What you should do.
Copy the following items again word for word, leaving out the pictures.

Bounding box annotation items
— START —

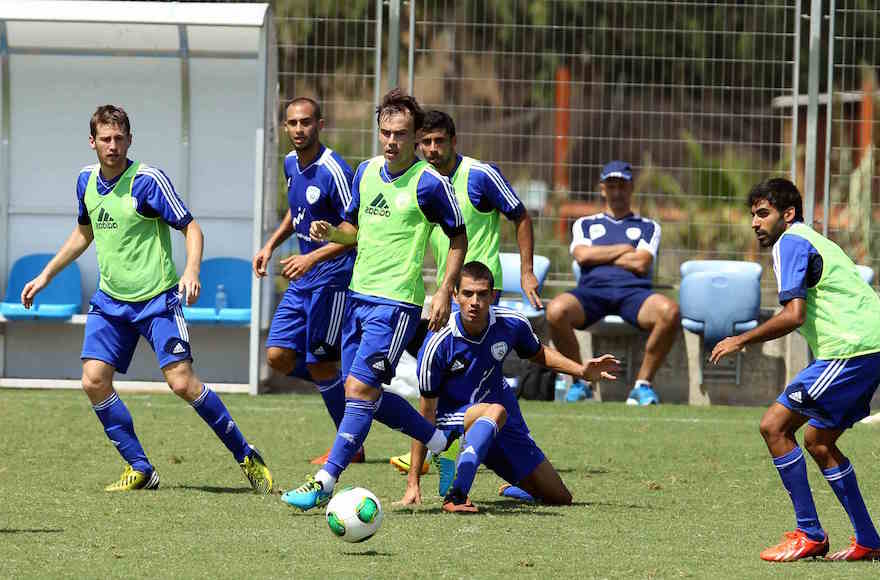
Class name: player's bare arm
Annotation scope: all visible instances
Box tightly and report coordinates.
[428,232,467,332]
[177,220,205,305]
[709,298,807,364]
[252,210,293,278]
[529,346,620,381]
[572,244,636,266]
[613,250,654,276]
[309,220,358,246]
[395,397,437,505]
[516,211,544,308]
[21,224,95,308]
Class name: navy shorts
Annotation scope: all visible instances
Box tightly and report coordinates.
[437,389,546,485]
[266,285,348,364]
[776,353,880,430]
[80,287,192,374]
[342,294,422,388]
[568,286,654,330]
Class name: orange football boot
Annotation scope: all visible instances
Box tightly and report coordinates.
[761,530,828,562]
[825,538,880,562]
[311,447,366,465]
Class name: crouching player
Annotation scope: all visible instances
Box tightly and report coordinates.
[400,262,618,513]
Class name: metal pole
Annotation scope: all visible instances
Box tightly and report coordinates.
[388,0,400,88]
[822,0,835,236]
[791,0,801,183]
[371,0,382,157]
[406,0,416,94]
[804,0,822,226]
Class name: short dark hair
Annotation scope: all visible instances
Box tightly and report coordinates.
[749,177,804,222]
[284,97,324,119]
[376,89,425,131]
[89,105,131,137]
[422,109,455,137]
[455,260,495,291]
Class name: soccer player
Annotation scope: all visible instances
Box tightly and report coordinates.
[547,161,680,405]
[709,179,880,562]
[390,111,543,472]
[401,261,618,513]
[253,97,364,465]
[282,89,467,510]
[21,105,272,493]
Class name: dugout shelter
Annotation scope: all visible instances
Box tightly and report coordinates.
[0,0,278,393]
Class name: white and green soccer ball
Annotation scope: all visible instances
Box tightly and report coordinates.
[326,487,383,542]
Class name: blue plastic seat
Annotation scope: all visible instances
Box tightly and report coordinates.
[498,252,550,318]
[183,258,253,325]
[679,260,761,350]
[0,254,82,320]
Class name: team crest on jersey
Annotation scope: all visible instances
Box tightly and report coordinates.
[306,185,321,204]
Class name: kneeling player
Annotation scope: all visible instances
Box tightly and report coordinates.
[400,262,618,513]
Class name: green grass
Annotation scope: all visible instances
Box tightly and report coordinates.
[0,390,880,579]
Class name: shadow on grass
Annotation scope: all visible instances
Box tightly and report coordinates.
[0,528,64,534]
[171,485,254,493]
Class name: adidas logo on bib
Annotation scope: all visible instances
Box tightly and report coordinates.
[95,207,119,230]
[364,193,391,217]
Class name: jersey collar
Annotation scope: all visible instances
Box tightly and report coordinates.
[449,306,495,344]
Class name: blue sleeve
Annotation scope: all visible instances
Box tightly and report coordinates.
[513,314,541,358]
[76,171,92,226]
[468,163,526,221]
[416,171,465,238]
[417,330,449,398]
[324,154,353,220]
[773,235,816,304]
[131,166,193,230]
[342,160,369,226]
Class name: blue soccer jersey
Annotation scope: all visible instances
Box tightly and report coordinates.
[76,159,193,230]
[418,306,541,429]
[284,145,355,290]
[773,230,822,304]
[569,213,660,288]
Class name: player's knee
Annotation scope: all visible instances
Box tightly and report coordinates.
[547,299,571,328]
[266,346,295,375]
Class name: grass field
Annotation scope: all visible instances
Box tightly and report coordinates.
[0,390,880,579]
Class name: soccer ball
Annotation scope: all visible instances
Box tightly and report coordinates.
[327,487,382,542]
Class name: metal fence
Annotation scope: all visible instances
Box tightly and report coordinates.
[262,0,880,303]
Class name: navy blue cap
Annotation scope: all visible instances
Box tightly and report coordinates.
[599,161,632,181]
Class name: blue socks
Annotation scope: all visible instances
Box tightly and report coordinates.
[190,385,250,463]
[376,391,436,444]
[822,461,880,548]
[773,446,825,542]
[452,417,498,495]
[92,391,153,474]
[315,375,345,430]
[322,398,381,480]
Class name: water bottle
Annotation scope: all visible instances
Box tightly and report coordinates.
[214,284,226,314]
[553,373,568,403]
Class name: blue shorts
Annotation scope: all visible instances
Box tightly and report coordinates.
[776,353,880,430]
[266,285,348,364]
[568,286,654,330]
[342,293,422,388]
[80,287,192,374]
[438,398,545,485]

— END —

The response.
Class name: player's bare arm
Annotation scope: all visible instances
Box tightly and report coordinates.
[428,232,467,332]
[177,220,205,305]
[709,298,807,364]
[252,210,293,278]
[529,346,620,381]
[572,244,636,266]
[613,250,654,276]
[309,220,358,246]
[395,397,437,505]
[516,211,544,308]
[21,224,95,308]
Class name: navy shorts
Annotation scope: all visible instances
Box tightly and report coordinates.
[437,389,546,485]
[266,285,348,364]
[776,353,880,430]
[80,287,192,374]
[342,294,422,388]
[568,286,654,330]
Class name: orange football boot
Annotation scope: all visible instances
Box tightly and report coordinates.
[761,530,828,562]
[825,538,880,562]
[311,447,366,465]
Class name: crouching player
Annotation scope: all visible instances
Box tightly and report coordinates.
[400,262,618,513]
Class name: metal pole
Annotation scope: all visible instances
Box tightly and report coordinates.
[388,0,400,88]
[822,0,835,236]
[791,0,801,183]
[371,0,382,157]
[406,0,416,94]
[804,0,822,226]
Class name: short dark hair
Annotation scope: all visible instances
Box tightly and report coordinates.
[749,177,804,222]
[284,97,324,119]
[376,89,425,131]
[89,105,131,137]
[422,109,455,137]
[455,260,495,291]
Class name: soccer player
Annotation scope: all visible instances
Box tightly and report coordinates.
[547,161,680,405]
[709,179,880,562]
[390,111,543,472]
[401,261,618,513]
[253,97,364,465]
[282,89,467,510]
[21,105,272,493]
Class name: dugout shelter
Annotation scope: all visible instances
Box tightly and report coordinates.
[0,0,278,393]
Class name: white and green soccer ball
Annotation scope: all visible instances
Box tightly and report coordinates.
[326,487,383,542]
Class name: blue plastic seat
Annotation scope: all visible instances
Box tightly and report coordinates.
[498,252,550,318]
[183,258,253,325]
[679,260,761,350]
[0,254,82,320]
Class name: team crest on jersey
Annotation scope: all visible instances
Box tightly and report coordinates.
[306,185,321,204]
Class name: kneeling player
Annotation scope: all visible instances
Box tightly and report coordinates.
[400,262,618,513]
Class name: green grass
Annotation scope: all visible instances
Box tightly and report coordinates.
[0,390,880,579]
Class name: shadow on grass
Annotation scope: all visible instances
Box tightly and report coordinates.
[0,528,64,534]
[171,485,254,493]
Class name: adidas logo on bib
Annotation scope: all visible instances
Box tightly and report coordinates.
[95,207,119,230]
[364,193,391,217]
Class name: jersey collar
Annotation scope: all visible instances
Box tightly and report coordinates.
[449,306,495,344]
Class name: blue sleeve
Annotation scope: all visible instances
Box tightly and report coordinates.
[513,314,541,358]
[76,171,92,226]
[468,163,526,221]
[416,171,465,238]
[417,330,449,398]
[324,154,353,220]
[773,235,816,304]
[131,166,193,230]
[342,160,369,226]
Class name: blue soccer jersey
Annotation scope: all visible instances
Box tightly and report coordinates.
[76,159,193,230]
[418,306,541,429]
[284,145,355,290]
[773,230,822,304]
[569,213,660,288]
Class name: player's knee
Annotation scope: all visible instances
Box tightly and report coordinates.
[547,299,571,328]
[266,346,295,375]
Class name: grass field
Annotation scope: all visible instances
Box tightly and report coordinates.
[0,390,880,579]
Class name: soccer ball
Annotation scope: all visible instances
Box tightly and report coordinates.
[327,487,382,542]
Class name: metal fence
Annotation scope: all visible instances
Box tightly and report coordinates.
[262,0,880,303]
Class name: navy blue cap
Annotation scope: all visible instances
Box tightly and report coordinates.
[599,161,632,181]
Class name: blue socks
Annotation scope: all visible instances
Box tightly and report coordinates.
[190,385,250,463]
[376,391,436,444]
[822,461,880,548]
[773,446,825,542]
[452,417,498,495]
[92,391,153,474]
[315,375,345,430]
[322,398,381,480]
Class name: water bottle
Annotation scope: all visible instances
Box tightly and report coordinates.
[214,284,226,314]
[553,373,568,403]
Class name: blue shorts
Annotation scope: all visible instances
Box tightly and report coordinates.
[776,353,880,430]
[266,285,348,364]
[568,286,654,330]
[342,293,422,388]
[80,287,192,374]
[438,398,545,485]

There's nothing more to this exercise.